------ GIVEN RECORDS

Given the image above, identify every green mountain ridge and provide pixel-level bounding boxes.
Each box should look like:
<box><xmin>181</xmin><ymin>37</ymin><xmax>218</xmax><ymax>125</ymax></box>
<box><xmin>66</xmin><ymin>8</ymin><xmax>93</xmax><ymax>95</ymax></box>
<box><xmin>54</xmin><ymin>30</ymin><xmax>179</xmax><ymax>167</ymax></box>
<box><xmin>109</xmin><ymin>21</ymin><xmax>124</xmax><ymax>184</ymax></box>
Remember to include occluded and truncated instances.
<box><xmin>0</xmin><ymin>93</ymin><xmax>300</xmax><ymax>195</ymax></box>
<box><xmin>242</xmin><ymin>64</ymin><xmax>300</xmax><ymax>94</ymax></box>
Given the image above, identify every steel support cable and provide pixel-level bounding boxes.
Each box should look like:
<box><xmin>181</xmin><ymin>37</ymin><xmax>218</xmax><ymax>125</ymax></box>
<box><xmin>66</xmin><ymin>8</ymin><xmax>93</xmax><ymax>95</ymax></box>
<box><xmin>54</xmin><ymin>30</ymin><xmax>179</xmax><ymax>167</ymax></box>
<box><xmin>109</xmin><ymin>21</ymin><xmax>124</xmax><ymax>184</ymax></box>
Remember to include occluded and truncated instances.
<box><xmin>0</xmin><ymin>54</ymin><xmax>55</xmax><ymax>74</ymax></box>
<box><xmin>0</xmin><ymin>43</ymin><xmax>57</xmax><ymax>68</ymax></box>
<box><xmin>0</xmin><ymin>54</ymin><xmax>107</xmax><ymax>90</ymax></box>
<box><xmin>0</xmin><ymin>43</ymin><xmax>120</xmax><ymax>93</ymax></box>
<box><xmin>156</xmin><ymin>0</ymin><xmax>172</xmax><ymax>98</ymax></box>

------------

TASK TO COMPLETE. Show every line above that contains the string "level", treating uppercase and lowercase as different.

RESPONSE.
Given the image above, identify every green mountain ridge and provide pixel-level bounding boxes.
Given the image above, identify every steel support cable and provide pixel-level bounding boxes.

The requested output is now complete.